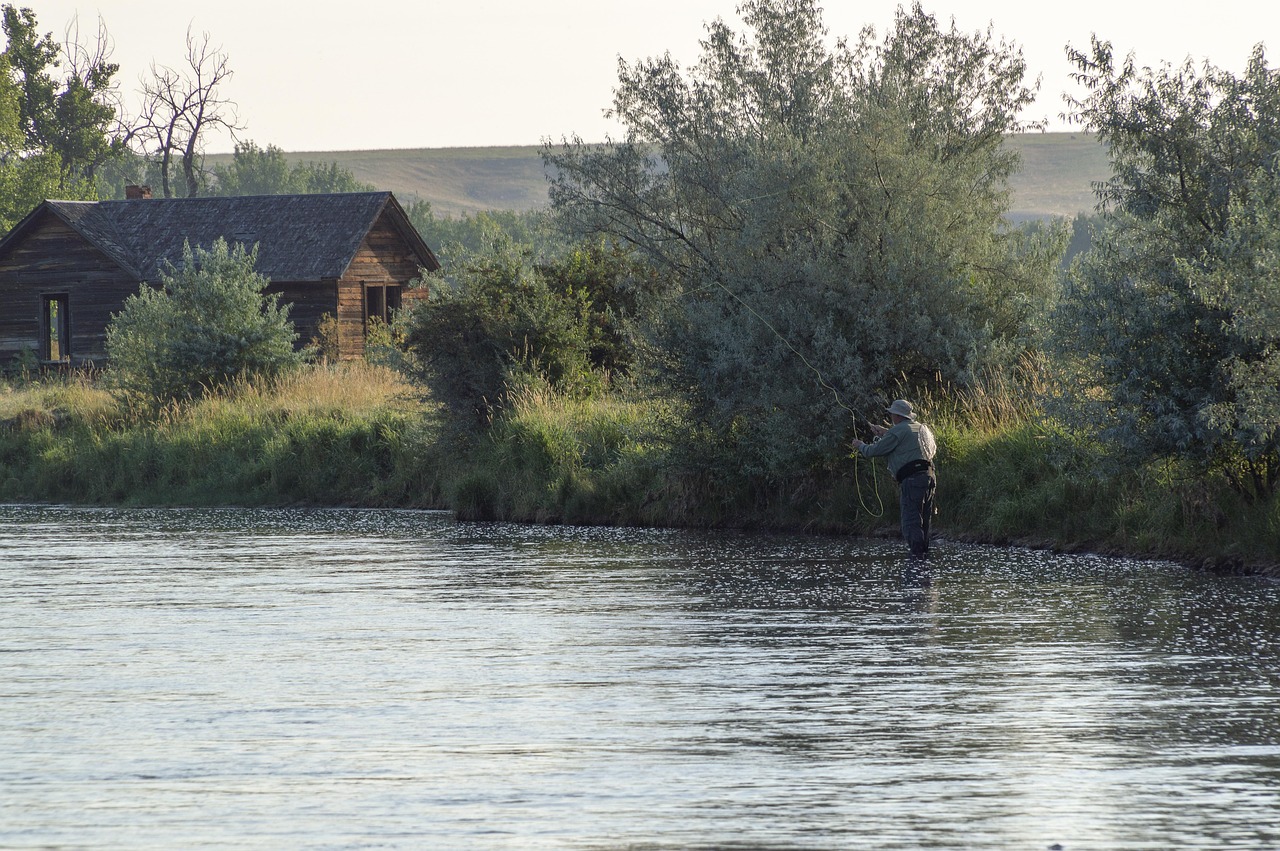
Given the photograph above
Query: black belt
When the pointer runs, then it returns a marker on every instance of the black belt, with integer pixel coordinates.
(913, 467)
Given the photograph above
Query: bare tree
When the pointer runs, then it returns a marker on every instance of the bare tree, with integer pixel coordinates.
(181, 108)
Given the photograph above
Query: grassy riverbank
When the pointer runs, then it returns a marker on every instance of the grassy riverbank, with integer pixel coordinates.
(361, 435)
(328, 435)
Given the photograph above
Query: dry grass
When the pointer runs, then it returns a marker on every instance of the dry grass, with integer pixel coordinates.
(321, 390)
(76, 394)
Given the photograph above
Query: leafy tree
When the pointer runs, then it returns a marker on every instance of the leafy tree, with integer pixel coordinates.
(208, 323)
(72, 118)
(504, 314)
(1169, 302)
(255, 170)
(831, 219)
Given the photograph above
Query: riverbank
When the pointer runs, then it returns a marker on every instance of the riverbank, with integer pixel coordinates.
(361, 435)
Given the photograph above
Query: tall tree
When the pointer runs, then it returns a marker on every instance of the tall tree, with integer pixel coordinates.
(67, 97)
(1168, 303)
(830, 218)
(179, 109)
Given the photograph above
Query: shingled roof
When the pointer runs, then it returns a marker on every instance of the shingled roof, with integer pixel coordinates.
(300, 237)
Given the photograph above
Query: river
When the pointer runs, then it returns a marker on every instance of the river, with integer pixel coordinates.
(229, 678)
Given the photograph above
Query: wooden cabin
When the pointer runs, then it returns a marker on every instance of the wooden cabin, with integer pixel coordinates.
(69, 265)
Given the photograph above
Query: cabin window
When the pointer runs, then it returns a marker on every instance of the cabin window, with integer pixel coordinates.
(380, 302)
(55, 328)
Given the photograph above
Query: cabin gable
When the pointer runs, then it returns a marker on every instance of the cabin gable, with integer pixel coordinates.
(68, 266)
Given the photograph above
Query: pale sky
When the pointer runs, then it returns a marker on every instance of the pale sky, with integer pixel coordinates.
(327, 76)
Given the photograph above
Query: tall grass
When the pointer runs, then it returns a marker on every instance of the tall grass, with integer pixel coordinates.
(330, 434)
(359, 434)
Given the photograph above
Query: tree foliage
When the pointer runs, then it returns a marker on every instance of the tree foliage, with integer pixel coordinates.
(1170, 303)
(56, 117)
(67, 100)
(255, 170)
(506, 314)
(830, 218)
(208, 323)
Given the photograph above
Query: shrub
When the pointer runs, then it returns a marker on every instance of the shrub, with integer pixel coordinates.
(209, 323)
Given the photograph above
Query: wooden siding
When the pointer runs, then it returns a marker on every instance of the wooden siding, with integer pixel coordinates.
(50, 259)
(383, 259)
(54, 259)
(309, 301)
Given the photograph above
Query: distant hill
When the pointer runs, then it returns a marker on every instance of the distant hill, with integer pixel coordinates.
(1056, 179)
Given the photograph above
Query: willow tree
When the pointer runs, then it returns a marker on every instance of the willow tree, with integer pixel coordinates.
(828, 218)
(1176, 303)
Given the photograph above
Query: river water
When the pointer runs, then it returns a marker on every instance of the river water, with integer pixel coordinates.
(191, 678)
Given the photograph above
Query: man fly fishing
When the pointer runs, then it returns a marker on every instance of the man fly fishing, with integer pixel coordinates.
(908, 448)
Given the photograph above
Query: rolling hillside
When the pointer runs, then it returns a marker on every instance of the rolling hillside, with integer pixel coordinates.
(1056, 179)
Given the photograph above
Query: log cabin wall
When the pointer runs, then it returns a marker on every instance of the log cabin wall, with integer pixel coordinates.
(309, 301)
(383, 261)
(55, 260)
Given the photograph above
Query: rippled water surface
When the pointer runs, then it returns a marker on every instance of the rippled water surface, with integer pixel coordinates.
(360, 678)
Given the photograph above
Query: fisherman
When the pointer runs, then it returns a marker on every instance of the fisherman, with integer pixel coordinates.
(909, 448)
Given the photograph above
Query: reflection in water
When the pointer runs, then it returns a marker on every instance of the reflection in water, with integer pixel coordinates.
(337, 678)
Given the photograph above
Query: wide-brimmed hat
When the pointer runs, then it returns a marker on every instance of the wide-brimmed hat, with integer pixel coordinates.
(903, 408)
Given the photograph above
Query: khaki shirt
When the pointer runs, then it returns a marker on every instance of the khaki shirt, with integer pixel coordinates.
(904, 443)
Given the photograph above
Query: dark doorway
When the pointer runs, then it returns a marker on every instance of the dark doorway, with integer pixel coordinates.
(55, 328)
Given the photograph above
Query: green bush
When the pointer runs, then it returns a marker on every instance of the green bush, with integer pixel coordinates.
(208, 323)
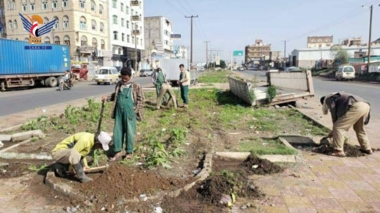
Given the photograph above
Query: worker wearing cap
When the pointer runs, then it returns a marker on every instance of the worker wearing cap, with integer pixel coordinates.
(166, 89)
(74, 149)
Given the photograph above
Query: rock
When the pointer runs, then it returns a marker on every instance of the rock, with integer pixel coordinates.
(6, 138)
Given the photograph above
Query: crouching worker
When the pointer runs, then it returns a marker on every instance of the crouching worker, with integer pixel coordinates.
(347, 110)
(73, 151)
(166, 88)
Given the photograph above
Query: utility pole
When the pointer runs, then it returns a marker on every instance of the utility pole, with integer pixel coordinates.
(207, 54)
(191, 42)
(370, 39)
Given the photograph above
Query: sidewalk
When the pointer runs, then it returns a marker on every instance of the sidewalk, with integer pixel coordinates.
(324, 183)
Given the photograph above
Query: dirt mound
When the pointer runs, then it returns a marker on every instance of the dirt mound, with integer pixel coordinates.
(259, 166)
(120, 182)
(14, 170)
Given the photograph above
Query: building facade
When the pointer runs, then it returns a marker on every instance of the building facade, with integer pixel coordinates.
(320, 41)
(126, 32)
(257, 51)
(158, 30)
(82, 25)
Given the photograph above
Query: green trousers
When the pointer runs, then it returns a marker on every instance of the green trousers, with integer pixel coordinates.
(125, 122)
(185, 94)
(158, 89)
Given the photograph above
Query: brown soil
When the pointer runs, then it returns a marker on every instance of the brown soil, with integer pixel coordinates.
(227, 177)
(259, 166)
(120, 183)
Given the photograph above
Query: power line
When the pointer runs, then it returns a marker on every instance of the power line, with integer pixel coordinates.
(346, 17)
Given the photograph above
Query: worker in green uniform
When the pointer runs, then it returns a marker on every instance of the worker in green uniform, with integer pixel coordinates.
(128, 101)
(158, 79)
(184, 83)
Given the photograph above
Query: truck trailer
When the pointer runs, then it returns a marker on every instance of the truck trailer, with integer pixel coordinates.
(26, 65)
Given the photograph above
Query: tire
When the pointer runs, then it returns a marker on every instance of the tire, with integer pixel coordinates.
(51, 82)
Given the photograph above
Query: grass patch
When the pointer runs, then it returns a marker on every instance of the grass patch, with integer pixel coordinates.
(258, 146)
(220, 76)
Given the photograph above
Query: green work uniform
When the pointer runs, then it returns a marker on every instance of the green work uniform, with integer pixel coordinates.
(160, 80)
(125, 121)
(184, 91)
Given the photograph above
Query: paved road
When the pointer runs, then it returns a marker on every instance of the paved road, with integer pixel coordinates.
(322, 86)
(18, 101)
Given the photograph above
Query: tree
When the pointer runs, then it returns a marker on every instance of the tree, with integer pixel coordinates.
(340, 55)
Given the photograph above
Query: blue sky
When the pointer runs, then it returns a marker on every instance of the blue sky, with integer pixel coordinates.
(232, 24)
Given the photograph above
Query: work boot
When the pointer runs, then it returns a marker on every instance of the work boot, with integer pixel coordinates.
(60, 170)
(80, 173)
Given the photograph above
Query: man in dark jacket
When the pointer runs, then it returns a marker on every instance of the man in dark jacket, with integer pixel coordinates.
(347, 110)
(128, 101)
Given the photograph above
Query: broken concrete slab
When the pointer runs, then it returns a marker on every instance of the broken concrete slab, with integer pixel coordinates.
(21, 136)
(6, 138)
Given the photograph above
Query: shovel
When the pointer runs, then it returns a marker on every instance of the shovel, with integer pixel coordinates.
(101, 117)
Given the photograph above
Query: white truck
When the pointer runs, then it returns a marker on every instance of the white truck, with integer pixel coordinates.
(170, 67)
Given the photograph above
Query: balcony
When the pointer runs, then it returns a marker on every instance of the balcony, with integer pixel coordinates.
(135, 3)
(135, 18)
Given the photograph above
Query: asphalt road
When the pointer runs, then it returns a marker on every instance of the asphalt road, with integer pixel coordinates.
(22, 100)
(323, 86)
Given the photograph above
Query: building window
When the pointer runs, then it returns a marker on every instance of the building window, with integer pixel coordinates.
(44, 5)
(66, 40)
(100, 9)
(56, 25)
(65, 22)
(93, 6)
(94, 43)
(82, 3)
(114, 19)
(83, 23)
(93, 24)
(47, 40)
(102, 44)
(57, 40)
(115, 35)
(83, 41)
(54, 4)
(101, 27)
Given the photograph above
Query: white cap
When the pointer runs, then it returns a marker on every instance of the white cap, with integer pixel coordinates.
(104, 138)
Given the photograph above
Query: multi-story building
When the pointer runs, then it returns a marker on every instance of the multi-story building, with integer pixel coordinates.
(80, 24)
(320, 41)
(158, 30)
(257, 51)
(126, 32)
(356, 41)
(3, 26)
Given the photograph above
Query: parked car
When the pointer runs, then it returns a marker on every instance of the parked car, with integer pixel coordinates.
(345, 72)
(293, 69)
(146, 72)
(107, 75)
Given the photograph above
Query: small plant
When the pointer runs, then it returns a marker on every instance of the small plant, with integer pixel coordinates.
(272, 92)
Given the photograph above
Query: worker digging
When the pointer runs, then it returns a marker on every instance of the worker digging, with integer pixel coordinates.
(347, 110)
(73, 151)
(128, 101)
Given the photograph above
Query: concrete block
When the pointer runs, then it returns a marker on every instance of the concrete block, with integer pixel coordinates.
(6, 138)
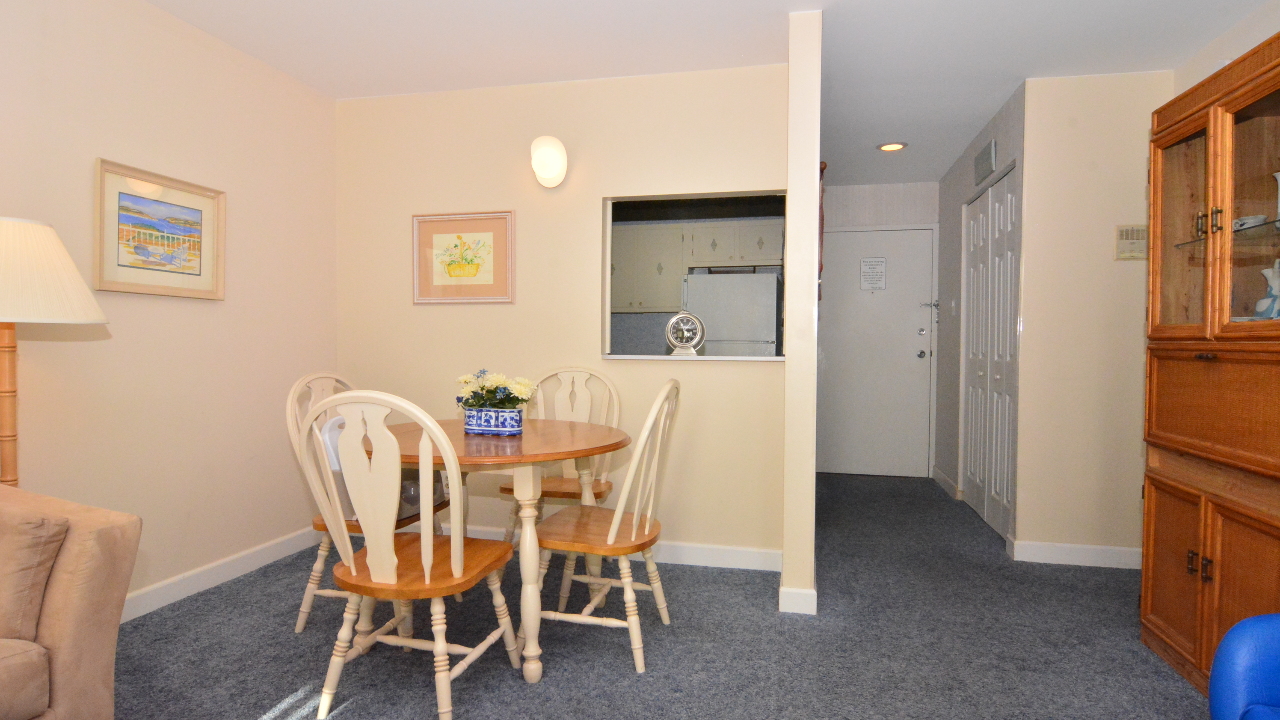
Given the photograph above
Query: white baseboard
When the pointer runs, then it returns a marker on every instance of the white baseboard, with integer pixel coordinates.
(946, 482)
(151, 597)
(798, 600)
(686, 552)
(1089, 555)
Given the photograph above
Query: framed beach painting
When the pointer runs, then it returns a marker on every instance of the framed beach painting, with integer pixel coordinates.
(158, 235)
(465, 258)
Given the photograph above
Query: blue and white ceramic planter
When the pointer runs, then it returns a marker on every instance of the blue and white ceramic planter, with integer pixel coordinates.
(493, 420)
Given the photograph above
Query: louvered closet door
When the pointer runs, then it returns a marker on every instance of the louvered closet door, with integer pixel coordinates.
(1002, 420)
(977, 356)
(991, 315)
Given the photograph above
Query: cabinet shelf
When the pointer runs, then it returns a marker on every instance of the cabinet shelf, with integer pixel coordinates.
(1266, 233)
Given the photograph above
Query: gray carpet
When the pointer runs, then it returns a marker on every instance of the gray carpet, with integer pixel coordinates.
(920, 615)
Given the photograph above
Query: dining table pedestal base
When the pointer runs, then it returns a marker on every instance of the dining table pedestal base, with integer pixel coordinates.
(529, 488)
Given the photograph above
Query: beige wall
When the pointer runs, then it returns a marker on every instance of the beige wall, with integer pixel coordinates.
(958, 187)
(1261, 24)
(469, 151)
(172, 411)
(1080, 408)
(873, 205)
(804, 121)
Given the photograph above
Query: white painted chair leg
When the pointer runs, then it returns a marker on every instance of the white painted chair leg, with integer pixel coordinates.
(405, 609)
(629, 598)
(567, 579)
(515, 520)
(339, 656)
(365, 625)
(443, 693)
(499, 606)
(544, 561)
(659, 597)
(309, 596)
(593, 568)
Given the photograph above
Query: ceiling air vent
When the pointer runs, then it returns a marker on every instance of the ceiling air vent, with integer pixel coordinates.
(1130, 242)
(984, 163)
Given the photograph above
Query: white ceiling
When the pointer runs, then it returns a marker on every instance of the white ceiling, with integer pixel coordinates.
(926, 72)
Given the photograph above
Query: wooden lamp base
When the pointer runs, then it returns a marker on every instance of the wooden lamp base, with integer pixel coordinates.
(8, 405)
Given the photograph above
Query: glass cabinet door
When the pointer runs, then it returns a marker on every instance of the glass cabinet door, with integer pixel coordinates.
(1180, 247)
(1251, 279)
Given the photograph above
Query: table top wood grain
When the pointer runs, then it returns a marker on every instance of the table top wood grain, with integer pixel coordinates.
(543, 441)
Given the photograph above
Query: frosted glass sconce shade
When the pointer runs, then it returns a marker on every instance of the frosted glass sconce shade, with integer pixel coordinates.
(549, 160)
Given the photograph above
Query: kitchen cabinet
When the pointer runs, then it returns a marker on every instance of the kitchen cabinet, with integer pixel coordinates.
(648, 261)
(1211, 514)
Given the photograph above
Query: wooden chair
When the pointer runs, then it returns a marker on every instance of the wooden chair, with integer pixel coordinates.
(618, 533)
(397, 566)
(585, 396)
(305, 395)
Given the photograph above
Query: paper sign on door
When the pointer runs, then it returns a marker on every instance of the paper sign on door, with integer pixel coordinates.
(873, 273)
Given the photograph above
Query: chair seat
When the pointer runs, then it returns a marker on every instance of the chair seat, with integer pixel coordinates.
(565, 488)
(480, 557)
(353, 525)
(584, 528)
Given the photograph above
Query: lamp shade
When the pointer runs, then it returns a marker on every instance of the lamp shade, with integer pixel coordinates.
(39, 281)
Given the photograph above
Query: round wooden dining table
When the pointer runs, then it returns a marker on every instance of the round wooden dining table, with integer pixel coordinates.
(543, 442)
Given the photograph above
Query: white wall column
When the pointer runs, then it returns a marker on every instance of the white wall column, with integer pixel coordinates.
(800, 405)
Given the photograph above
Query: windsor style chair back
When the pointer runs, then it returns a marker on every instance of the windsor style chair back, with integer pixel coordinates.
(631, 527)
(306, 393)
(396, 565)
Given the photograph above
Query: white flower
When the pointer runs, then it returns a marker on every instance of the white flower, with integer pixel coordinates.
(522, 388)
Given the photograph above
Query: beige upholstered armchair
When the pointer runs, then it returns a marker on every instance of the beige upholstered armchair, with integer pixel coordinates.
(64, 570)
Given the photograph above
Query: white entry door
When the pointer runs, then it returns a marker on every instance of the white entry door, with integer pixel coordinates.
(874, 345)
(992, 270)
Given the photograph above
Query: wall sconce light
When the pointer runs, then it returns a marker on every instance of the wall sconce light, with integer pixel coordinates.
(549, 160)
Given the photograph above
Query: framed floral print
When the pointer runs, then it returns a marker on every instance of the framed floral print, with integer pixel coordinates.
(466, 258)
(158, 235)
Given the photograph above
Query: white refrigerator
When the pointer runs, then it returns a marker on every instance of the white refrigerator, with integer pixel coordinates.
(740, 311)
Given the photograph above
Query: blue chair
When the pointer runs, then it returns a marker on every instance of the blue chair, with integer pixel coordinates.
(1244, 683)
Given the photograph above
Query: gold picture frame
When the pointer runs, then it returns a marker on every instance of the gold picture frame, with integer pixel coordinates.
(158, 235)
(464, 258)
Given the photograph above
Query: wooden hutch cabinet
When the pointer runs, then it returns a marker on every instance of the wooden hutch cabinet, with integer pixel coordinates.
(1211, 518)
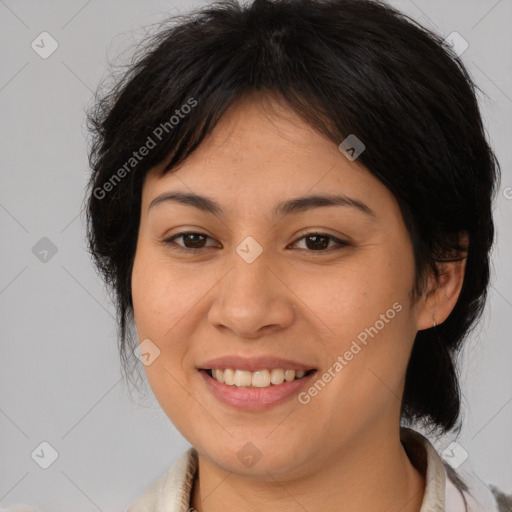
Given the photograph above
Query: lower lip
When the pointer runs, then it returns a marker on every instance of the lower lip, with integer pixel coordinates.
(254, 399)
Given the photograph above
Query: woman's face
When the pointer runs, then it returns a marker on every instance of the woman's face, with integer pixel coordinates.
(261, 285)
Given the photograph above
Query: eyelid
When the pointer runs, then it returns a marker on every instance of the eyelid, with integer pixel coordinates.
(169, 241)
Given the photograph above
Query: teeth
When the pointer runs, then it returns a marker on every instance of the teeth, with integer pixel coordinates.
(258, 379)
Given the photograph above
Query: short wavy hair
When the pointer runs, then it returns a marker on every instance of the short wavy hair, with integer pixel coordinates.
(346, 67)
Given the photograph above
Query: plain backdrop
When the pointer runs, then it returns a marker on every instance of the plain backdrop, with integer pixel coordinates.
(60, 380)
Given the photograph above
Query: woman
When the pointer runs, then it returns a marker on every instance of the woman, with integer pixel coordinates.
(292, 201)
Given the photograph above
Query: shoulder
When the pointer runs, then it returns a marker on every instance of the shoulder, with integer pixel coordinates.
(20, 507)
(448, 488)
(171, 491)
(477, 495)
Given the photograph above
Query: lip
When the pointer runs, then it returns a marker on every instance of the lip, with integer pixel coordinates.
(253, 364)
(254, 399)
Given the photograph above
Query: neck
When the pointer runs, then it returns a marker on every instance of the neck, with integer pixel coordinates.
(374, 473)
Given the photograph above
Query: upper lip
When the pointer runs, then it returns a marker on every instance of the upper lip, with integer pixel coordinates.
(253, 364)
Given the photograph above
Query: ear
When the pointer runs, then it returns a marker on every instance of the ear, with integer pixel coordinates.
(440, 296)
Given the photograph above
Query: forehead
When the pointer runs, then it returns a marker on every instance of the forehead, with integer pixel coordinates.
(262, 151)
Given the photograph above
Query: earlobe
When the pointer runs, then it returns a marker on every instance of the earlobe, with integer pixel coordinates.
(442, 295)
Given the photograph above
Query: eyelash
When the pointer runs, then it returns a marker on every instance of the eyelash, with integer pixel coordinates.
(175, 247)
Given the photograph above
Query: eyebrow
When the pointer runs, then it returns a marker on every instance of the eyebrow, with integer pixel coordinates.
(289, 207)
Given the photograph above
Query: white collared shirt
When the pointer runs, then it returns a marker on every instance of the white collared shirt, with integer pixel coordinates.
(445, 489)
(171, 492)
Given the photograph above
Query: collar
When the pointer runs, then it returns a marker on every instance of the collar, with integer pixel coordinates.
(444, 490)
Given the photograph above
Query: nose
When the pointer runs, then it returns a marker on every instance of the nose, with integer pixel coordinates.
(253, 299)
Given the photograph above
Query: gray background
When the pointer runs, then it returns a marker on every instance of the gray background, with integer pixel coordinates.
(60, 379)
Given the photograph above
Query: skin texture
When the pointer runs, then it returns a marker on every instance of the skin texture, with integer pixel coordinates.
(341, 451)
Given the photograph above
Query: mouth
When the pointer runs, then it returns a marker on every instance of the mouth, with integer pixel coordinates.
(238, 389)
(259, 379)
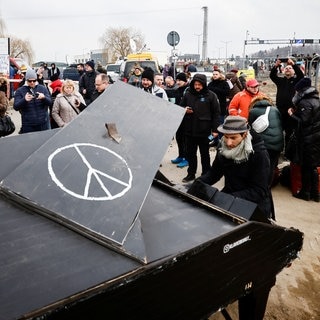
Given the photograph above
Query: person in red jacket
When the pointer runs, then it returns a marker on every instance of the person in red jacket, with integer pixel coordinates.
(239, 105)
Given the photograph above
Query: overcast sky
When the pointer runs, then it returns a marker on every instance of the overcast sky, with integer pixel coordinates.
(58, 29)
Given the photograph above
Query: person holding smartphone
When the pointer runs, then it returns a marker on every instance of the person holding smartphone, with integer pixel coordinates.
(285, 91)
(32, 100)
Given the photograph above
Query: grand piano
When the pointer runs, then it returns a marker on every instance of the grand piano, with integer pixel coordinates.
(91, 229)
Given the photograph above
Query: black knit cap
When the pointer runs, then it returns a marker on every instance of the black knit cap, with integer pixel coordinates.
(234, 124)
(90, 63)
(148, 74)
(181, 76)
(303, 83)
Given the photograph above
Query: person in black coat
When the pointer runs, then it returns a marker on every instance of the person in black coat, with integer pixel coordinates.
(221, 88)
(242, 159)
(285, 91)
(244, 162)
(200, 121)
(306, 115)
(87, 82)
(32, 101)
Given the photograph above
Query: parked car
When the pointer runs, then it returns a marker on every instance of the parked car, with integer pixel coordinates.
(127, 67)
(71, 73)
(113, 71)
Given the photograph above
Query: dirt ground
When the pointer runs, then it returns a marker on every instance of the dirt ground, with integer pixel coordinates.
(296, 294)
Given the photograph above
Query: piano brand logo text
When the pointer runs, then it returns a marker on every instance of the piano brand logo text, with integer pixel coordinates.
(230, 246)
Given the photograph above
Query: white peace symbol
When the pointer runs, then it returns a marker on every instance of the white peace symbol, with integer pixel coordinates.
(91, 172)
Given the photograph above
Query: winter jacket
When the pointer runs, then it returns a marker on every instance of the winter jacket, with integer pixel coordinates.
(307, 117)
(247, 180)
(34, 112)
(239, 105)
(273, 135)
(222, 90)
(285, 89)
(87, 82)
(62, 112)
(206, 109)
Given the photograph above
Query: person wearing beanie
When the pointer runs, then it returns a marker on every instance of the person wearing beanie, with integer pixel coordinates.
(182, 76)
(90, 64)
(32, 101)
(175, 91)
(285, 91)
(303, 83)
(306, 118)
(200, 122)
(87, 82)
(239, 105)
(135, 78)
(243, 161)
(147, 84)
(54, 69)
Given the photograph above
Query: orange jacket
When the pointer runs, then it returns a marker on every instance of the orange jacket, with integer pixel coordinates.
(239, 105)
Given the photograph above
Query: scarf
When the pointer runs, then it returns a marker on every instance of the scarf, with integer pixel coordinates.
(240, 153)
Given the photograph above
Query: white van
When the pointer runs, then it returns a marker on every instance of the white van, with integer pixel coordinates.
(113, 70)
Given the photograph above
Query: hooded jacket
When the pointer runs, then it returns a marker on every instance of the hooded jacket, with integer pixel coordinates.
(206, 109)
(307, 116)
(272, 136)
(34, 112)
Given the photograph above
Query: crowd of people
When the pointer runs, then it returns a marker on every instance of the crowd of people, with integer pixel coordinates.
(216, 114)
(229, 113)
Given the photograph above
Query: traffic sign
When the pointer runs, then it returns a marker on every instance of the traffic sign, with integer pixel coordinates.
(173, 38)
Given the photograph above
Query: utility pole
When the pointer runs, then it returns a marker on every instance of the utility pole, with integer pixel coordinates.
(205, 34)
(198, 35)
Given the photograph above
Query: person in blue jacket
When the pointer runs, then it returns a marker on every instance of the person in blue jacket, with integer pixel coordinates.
================
- **Instructions for the task**
Please list each line in the listing above that contains the string "eyelid", treating uppercase and lowercase as different.

- **Answer to the task**
Query: eyelid
When the pointer runs, then it returns a marker on every instance of the eyelid, with integer pixel coordinates.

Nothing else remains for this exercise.